Assigned task:
Wherever a line in the records contains the word "below", return that line.

--------------------------------

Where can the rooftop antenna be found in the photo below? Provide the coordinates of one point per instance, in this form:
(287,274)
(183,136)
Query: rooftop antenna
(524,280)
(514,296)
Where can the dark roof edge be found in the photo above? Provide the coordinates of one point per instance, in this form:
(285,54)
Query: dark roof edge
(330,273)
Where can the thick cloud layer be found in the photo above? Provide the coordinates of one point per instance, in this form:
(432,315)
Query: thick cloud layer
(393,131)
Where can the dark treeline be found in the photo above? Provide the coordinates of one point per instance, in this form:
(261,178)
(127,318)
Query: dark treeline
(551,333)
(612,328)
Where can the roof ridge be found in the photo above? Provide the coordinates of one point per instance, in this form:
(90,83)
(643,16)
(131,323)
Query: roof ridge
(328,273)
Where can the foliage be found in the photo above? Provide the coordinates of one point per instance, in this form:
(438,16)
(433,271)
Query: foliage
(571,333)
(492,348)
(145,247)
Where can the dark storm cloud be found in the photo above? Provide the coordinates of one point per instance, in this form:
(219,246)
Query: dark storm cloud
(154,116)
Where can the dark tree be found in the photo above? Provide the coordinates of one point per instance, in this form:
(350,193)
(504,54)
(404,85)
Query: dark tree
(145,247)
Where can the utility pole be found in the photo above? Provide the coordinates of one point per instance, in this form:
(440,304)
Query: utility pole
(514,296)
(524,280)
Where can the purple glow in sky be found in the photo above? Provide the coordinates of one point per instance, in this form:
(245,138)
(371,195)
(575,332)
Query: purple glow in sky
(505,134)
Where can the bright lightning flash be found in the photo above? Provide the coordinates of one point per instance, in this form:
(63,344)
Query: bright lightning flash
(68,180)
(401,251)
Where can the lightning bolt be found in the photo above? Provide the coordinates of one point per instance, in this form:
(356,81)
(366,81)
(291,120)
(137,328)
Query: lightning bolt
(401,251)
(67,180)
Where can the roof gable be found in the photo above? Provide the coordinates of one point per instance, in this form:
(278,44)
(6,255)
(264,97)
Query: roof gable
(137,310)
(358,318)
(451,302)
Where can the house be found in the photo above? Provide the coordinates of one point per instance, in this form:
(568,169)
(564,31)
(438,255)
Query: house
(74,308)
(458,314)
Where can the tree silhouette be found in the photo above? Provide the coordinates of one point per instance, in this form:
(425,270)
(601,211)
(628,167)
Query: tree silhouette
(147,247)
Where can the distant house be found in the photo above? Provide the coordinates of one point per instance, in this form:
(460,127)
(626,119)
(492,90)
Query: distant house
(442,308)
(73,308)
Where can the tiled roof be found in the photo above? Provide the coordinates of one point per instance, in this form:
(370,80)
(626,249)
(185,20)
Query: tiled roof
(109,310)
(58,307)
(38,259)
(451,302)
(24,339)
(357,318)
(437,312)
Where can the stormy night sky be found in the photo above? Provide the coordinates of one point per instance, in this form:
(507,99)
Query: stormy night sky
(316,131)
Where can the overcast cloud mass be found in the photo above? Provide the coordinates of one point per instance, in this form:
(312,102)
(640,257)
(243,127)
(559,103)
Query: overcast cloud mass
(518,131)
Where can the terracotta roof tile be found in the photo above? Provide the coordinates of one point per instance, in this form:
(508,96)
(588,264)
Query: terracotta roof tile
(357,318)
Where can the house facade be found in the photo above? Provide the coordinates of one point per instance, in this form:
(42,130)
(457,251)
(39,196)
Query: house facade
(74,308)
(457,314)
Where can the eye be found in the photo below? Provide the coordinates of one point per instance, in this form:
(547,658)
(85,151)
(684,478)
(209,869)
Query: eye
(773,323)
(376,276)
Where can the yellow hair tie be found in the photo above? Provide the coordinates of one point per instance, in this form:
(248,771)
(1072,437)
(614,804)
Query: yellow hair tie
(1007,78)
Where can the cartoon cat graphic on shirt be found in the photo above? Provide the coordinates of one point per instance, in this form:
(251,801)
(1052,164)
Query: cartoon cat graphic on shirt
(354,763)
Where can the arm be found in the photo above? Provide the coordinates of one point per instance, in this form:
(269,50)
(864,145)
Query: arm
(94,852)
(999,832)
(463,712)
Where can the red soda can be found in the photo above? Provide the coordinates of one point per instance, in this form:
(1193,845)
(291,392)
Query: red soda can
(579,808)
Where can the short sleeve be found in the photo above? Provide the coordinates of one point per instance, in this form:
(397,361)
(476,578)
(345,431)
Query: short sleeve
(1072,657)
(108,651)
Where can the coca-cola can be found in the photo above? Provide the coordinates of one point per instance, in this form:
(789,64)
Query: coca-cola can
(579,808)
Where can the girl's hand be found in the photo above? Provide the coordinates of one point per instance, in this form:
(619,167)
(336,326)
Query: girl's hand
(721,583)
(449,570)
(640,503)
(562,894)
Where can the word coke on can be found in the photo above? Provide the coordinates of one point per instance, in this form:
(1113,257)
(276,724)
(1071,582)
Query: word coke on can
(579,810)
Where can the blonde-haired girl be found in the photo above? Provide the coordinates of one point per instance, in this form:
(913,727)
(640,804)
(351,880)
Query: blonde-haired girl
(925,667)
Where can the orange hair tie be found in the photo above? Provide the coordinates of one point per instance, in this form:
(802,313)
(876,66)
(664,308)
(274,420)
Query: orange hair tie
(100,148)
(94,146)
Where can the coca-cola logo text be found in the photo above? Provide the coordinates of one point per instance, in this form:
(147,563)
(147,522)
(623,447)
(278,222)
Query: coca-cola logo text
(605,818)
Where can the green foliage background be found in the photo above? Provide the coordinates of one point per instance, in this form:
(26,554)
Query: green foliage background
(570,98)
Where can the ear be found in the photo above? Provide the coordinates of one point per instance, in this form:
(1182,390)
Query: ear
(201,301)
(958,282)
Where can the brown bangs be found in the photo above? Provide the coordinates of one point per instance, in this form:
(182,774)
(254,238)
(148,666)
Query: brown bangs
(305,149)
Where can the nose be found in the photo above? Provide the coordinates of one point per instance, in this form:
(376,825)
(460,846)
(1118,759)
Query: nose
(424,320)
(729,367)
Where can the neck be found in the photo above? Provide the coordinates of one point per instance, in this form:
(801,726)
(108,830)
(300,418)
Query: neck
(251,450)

--------------------------------

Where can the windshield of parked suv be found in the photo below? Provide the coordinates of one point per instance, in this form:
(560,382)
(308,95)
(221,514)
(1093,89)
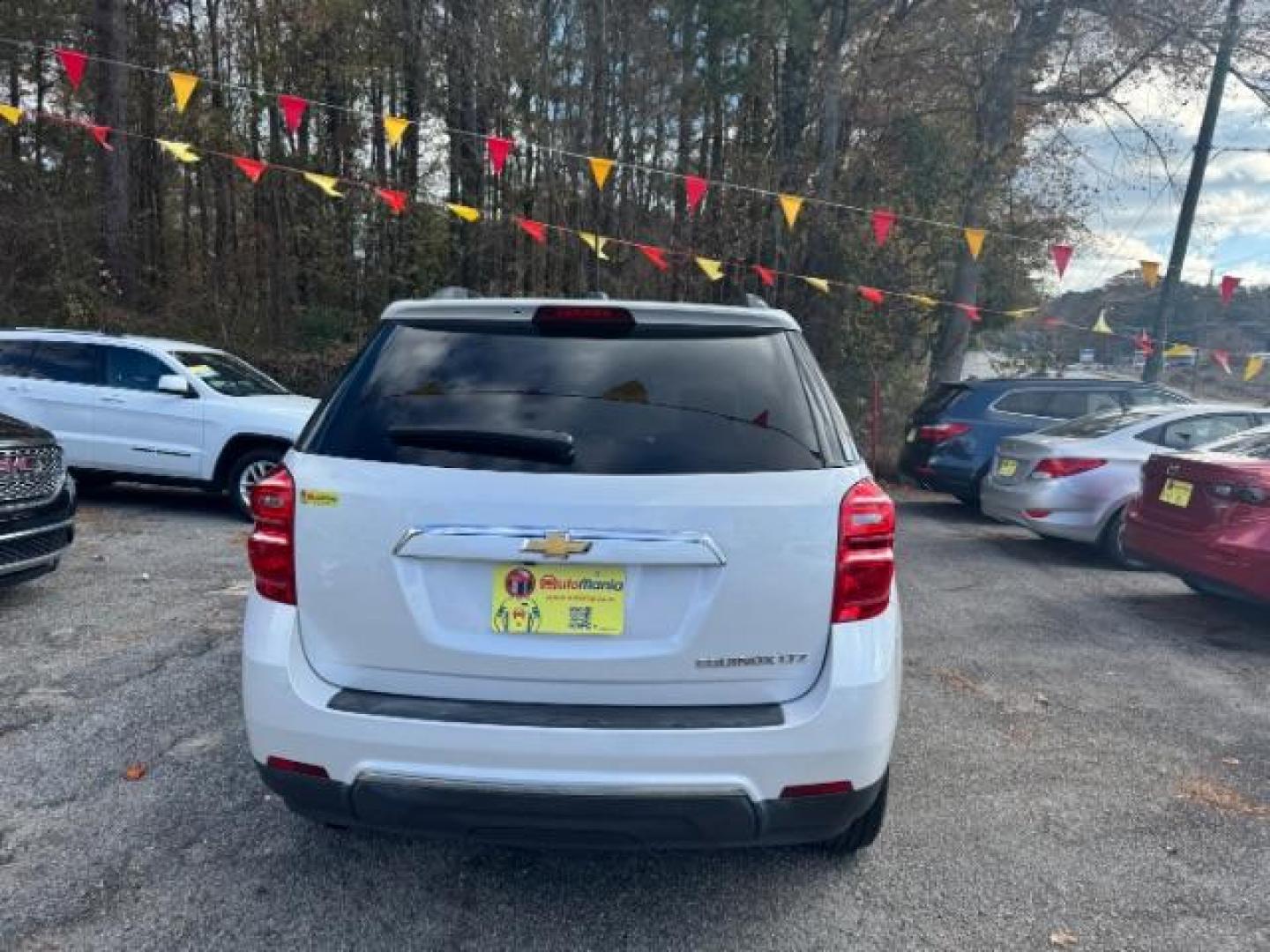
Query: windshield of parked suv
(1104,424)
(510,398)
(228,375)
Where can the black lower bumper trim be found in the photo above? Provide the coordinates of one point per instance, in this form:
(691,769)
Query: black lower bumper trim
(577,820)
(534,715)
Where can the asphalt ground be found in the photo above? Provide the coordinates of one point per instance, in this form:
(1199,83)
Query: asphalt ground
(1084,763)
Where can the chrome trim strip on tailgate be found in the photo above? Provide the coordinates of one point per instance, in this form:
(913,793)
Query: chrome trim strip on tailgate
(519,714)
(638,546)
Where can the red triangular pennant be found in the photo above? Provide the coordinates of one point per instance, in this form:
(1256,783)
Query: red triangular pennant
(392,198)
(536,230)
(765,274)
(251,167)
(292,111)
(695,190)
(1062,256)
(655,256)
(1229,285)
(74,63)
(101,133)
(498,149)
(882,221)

--------------------------------

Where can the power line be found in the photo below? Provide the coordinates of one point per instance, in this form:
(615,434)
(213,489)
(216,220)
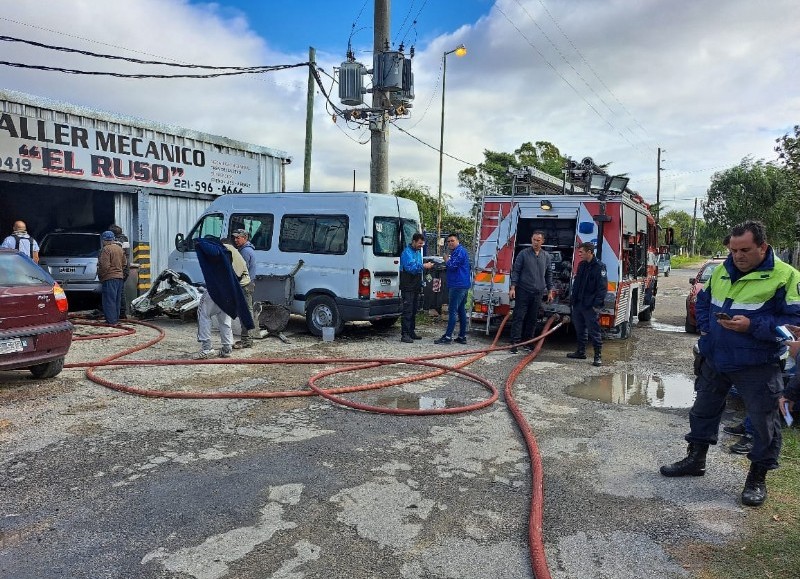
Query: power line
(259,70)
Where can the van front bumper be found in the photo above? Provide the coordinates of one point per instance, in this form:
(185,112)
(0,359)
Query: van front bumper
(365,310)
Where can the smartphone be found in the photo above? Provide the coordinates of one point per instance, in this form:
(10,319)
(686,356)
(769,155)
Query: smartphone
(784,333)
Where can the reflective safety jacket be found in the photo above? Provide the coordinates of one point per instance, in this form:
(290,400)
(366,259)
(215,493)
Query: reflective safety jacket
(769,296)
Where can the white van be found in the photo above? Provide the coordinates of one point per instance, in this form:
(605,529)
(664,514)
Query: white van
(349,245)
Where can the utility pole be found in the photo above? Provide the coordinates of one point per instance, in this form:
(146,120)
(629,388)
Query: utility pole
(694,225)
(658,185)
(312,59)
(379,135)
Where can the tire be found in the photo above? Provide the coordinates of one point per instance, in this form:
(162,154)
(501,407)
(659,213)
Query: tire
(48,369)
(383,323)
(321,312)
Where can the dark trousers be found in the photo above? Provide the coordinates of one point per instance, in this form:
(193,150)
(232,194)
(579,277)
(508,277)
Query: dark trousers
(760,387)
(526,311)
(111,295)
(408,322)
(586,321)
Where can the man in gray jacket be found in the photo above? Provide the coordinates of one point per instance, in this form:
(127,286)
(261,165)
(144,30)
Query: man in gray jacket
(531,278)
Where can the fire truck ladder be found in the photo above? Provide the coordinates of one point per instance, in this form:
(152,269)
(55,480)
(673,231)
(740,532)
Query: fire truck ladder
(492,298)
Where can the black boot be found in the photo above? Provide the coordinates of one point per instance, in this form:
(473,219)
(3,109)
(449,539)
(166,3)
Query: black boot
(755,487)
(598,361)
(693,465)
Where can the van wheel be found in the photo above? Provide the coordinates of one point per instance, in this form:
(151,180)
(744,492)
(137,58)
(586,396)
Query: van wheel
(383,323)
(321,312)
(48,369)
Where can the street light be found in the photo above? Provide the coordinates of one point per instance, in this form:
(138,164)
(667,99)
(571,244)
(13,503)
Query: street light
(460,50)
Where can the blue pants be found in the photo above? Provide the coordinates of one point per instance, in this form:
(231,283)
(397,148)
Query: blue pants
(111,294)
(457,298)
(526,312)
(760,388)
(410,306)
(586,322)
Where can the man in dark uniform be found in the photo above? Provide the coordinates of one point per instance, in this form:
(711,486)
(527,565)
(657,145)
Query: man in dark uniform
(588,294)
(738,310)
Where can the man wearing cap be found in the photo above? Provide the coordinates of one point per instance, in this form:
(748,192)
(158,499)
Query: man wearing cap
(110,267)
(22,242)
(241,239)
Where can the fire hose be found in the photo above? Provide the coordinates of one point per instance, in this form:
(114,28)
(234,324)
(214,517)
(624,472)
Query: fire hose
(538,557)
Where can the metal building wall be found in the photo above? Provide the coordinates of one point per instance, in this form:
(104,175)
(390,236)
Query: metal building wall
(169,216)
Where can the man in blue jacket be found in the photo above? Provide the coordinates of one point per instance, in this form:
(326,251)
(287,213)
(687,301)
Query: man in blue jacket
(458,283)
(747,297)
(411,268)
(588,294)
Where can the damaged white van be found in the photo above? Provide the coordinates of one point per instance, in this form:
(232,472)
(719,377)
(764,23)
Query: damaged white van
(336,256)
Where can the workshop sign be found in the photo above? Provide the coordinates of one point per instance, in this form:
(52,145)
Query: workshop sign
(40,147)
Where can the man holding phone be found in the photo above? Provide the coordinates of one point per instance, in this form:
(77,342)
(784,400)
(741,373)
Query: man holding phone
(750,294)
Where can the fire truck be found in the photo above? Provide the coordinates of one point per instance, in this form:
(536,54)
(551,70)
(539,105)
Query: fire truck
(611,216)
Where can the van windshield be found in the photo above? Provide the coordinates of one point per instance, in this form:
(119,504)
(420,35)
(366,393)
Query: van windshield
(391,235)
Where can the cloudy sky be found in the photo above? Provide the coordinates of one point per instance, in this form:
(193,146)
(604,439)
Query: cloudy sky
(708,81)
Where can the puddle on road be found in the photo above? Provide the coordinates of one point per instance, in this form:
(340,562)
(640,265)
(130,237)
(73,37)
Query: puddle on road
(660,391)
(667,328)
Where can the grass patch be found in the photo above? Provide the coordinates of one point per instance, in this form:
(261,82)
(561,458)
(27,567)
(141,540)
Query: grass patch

--------------------------------

Result of the task:
Where can the rooftop antenna be found in the photo below? Provide the coordinates of one point per instance, in this form:
Where can the eye be found in the photo below? Provide the coordinates of one point per instance, in this form:
Where can the windshield of parked suv be found in the photo below? Provide the coordinates of one point per instance, in this form:
Where can the power line be found in the photo below? Provide the coordinates of one point per instance, in this form:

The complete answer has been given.